TEXTE »
►

Ainsi, sans connexion au réseau, pas de salut, ou presque, en temps d’épidémie. «Cette période a mis au jour toute une tranche de la population qui a vécu une vraie nuit numérique, sans pouvoir contacter la famille ou commander à manger online», déplore Blaise Willa, rédacteur en chef de la revue Générations. Du coup, la coopérative homonyme va mettre en place dès septembre de nouveaux cours qui leur seront spécialement dédiés et axés sur leurs besoins.

«Les personnes les plus âgées, 80 ans et plus, n’ont eu en main que tardivement des ordinateurs ou des téléphones intelligents dans leur vie professionnelle ou privée. Ils n’ont donc pas eu ce contact régulier qui familiarise rapidement avec l’usage du digital, continue-t-il, mais il n’est jamais trop tard pour se lancer!»

Que ce soit chez Générations ou ailleurs, on a clairement remarqué un engouement en hausse pour ces cours de formation. «Disons que la demande est restée constamment élevée ces dernières années, avec environ 10000 inscriptions par an dans tout le pays», résume Peter Burri Follath, responsable de la communication chez Pro Senectute Suisse, qui donne des cours depuis plus de vingt ans. Selon ce dernier, la crise que nous venons de traverser a clairement eu un impact positif sur les personnes âgées en termes d’utilisation des apps de communication, mais aussi en termes d’achats en ligne.

Grand-papa est accro

Le contenu des cours s’adapte en conséquence. Autrefois, on apprenait aux seniors à manipuler une souris, désormais on leur apprend plus spécifiquement à utiliser les applications les plus populaires et les plus utiles. Acheter des billets sur l’app des CFF, envoyer des photos à son petit-fils, dialoguer sur WhatsApp… «Pas trop de technologie, mais beaucoup d’écoute, résume Blaise Willa. C’est une question de mise en confiance, beaucoup d’entre eux se sentent gênés de ne pas savoir.» Autres points régulièrement abordés: les nécessaires mises en garde sur les différents types d’escroquerie en ligne. Et comme une personne âgée prévenue en vaut deux, Peter Burri Follath a un conseil universel: «Nous recommandons toujours de parler à quelqu’un avant d’acheter quoi que ce soit en ligne, si vous avez le moindre doute.»

◄

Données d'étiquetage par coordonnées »
►

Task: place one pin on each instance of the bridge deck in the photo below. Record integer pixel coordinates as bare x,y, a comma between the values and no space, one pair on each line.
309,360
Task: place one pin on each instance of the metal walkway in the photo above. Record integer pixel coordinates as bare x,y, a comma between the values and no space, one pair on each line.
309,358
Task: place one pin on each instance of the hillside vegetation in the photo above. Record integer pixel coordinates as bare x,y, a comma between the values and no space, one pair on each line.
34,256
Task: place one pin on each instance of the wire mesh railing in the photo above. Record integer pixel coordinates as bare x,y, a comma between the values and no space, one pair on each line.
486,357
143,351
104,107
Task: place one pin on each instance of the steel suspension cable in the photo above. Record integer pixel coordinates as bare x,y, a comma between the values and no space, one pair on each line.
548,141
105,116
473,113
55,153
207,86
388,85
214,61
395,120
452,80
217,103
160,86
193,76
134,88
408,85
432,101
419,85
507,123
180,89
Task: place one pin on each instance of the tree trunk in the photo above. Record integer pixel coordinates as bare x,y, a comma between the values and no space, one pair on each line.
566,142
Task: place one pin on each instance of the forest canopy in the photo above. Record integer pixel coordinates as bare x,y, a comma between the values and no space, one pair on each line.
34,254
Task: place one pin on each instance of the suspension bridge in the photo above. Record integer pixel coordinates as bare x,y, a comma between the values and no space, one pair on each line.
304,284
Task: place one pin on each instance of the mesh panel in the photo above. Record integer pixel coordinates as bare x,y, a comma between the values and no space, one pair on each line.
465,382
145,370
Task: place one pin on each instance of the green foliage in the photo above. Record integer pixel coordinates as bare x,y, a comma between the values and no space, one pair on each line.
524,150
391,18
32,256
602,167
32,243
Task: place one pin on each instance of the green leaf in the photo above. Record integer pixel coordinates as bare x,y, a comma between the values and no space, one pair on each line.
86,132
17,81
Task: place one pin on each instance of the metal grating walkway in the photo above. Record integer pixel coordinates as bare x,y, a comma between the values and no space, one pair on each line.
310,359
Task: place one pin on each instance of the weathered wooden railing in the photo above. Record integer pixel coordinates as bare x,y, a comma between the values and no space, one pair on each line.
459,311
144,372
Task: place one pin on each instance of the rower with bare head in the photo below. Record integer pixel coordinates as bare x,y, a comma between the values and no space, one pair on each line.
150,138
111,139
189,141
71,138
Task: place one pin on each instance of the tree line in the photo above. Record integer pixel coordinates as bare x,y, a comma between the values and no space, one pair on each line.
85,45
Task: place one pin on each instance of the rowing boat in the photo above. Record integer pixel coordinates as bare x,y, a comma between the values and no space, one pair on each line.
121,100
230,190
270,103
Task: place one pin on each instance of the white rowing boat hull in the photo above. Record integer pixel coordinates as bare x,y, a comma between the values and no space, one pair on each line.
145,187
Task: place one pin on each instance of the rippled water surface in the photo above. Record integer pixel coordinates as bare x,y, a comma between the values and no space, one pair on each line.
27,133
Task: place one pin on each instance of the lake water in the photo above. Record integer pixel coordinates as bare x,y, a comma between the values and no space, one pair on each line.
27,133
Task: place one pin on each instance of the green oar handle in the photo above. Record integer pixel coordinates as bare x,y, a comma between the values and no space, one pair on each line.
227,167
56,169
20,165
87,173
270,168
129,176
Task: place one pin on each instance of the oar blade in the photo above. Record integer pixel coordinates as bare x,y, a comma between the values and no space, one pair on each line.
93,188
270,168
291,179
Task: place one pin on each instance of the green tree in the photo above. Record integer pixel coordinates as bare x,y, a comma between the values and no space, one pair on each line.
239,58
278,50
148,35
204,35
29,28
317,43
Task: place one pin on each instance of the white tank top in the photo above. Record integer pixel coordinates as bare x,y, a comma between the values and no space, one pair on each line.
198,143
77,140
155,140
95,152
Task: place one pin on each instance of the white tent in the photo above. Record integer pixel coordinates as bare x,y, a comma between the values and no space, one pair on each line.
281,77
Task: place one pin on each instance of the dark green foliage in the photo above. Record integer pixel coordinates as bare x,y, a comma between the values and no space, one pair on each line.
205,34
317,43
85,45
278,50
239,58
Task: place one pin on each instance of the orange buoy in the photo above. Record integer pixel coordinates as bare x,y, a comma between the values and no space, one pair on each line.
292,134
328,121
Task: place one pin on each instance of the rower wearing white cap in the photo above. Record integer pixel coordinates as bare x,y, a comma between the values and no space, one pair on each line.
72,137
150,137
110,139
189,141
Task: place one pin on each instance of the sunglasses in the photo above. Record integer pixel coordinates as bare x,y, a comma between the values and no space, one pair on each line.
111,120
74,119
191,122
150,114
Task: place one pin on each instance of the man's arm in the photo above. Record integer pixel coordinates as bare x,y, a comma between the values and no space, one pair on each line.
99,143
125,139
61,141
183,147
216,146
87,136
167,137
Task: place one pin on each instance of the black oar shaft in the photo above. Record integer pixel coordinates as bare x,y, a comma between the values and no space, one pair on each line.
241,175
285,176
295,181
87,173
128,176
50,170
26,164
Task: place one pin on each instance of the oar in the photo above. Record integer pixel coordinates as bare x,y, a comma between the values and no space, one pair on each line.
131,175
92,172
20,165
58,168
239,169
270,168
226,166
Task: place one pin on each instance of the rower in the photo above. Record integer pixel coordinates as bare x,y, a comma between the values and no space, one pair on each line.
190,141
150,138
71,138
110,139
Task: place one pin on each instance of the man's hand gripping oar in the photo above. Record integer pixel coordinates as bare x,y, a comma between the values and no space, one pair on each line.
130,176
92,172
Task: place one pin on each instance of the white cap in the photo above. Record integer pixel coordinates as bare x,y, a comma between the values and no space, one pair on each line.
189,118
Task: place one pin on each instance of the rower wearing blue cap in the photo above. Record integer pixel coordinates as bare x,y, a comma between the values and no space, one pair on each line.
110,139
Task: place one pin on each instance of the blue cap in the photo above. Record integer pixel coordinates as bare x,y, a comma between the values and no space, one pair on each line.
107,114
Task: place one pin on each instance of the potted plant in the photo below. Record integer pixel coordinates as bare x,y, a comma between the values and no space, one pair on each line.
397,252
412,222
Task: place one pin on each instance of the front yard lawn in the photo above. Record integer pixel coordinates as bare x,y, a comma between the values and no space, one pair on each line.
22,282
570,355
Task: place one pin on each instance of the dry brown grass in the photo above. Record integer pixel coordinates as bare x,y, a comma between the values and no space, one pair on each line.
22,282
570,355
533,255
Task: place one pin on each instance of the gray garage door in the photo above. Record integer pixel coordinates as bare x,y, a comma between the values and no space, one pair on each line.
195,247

◄

EXERCICES »
A – Dans le texte, relevez toutes les activités énumérées dans la phrase qui commence par « Acheter des billets ».
B – Extrayez du texte le passage situé entre « Ainsi, sans connexion » et « sur leurs besoins. », bornes comprises.
Appuyez-vous uniquement sur le texte.

CORRIGÉ »
A –
- Acheter des billets sur l'app des CFF
- Envoyer des photos à son petit-fils
- Dialoguer sur WhatsApp

B –
Ainsi, sans connexion au réseau, pas de salut, ou presque, en temps d’épidémie. «Cette période a mis au jour toute une tranche de la population qui a vécu une vraie nuit numérique, sans pouvoir contacter la famille ou commander à manger online», déplore Blaise Willa, rédacteur en chef de la revue Générations. Du coup, la coopérative homonyme va mettre en place dès septembre de nouveaux cours qui leur seront spécialement dédiés et axés sur leurs besoins.